▸ **THE EXERCISE**:
Output every entry exactly as given.

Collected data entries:
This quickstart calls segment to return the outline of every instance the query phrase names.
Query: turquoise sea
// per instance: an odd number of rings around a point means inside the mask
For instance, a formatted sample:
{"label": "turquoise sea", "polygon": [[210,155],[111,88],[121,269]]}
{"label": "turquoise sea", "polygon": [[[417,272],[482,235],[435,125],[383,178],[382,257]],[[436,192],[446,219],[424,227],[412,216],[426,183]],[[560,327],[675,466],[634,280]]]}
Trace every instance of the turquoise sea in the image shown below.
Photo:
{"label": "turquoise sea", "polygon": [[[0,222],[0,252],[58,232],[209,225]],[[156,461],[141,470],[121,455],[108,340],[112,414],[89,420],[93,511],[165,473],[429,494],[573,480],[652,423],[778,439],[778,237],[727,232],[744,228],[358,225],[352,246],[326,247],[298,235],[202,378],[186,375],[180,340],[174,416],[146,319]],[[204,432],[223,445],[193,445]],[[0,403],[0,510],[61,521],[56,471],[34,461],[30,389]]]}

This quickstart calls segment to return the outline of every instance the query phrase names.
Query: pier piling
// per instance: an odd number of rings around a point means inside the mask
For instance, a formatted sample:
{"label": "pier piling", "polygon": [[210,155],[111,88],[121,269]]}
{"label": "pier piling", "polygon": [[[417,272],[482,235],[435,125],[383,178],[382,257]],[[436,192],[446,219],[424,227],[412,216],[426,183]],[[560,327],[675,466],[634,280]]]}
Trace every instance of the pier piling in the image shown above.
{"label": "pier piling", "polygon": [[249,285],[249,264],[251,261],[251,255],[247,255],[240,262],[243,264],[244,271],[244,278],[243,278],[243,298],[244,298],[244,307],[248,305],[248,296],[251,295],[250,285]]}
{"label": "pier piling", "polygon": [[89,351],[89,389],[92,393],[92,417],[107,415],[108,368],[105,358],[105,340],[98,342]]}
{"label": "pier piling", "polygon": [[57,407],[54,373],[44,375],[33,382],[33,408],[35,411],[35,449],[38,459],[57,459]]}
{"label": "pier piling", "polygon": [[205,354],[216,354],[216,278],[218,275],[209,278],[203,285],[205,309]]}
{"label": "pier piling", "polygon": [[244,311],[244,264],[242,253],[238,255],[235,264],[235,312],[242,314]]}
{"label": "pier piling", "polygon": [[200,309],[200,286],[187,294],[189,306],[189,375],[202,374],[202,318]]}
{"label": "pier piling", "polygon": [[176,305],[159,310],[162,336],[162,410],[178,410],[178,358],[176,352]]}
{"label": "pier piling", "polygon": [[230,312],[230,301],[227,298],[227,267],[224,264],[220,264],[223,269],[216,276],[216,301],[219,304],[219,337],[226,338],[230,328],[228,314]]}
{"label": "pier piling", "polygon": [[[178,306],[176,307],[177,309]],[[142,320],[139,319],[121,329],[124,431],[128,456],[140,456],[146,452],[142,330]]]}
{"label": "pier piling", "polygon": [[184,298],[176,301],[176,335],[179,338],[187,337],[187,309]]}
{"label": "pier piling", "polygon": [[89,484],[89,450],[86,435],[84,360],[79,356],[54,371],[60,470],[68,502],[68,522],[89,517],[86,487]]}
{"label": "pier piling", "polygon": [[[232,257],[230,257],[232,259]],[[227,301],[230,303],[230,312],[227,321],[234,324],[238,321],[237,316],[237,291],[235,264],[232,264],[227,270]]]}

▸ **EXERCISE OUTPUT**:
This quickstart calls segment to return the outline of every instance the query phrase names.
Query: turquoise sea
// per instance: an odd number of rings around a point means inside the mask
For instance, a formatted sample:
{"label": "turquoise sea", "polygon": [[210,155],[111,88],[121,269]]}
{"label": "turquoise sea", "polygon": [[[417,272],[482,235],[435,125],[383,178],[382,257]],[[436,192],[446,219],[424,227],[412,216],[426,183]],[[560,327],[675,466],[634,280]]]}
Trace every instance of the turquoise sea in the image shown below.
Photo:
{"label": "turquoise sea", "polygon": [[[0,222],[0,252],[58,232],[209,225]],[[156,461],[141,470],[121,455],[108,340],[112,414],[89,420],[93,511],[165,473],[429,494],[573,480],[652,423],[778,439],[778,237],[727,232],[744,228],[358,225],[352,246],[326,247],[298,235],[202,378],[186,375],[180,340],[174,416],[146,319]],[[204,432],[223,445],[193,445]],[[0,403],[0,510],[61,521],[56,471],[34,461],[30,389]]]}

This quickstart calls segment to return the outline of every instance the query phrase names.
Query: pier piling
// per instance: an odd number of rings around a point means inside the mask
For instance, a formatted sample:
{"label": "pier piling", "polygon": [[210,155],[111,88],[121,269]]}
{"label": "pier piling", "polygon": [[[417,272],[482,235],[435,125],[383,178],[382,257]],[[436,192],[446,219],[424,227],[412,216],[426,183]],[[560,327],[675,466],[634,280]]]}
Trace every instance of the pier piling in the image shown above.
{"label": "pier piling", "polygon": [[249,285],[249,264],[251,261],[251,255],[247,255],[240,262],[243,264],[244,271],[244,278],[243,278],[243,298],[244,298],[244,307],[248,305],[248,296],[251,295],[250,285]]}
{"label": "pier piling", "polygon": [[89,351],[89,389],[92,393],[92,417],[107,415],[108,368],[105,358],[105,340],[98,342]]}
{"label": "pier piling", "polygon": [[57,407],[54,373],[44,375],[33,382],[33,408],[35,411],[35,449],[38,459],[57,459]]}
{"label": "pier piling", "polygon": [[205,354],[216,354],[216,278],[218,275],[209,278],[203,285],[205,309]]}
{"label": "pier piling", "polygon": [[244,311],[244,264],[242,253],[238,255],[235,264],[235,312],[242,314]]}
{"label": "pier piling", "polygon": [[200,309],[200,286],[187,294],[189,306],[189,375],[202,374],[202,318]]}
{"label": "pier piling", "polygon": [[176,305],[159,310],[162,336],[162,410],[178,410],[178,358],[176,352]]}
{"label": "pier piling", "polygon": [[230,312],[230,301],[227,298],[227,267],[224,264],[220,264],[223,269],[216,276],[216,301],[219,304],[219,337],[226,338],[230,328],[228,314]]}
{"label": "pier piling", "polygon": [[[178,306],[176,307],[177,309]],[[142,320],[139,319],[121,329],[124,431],[128,456],[140,456],[146,452],[142,330]]]}
{"label": "pier piling", "polygon": [[184,298],[176,301],[176,335],[179,338],[187,337],[187,309]]}
{"label": "pier piling", "polygon": [[89,484],[89,450],[86,435],[84,360],[79,356],[54,371],[60,470],[68,502],[68,522],[89,517],[86,487]]}
{"label": "pier piling", "polygon": [[[232,257],[230,257],[232,259]],[[227,301],[230,303],[230,312],[227,321],[234,324],[238,321],[237,316],[237,291],[235,264],[232,264],[227,270]]]}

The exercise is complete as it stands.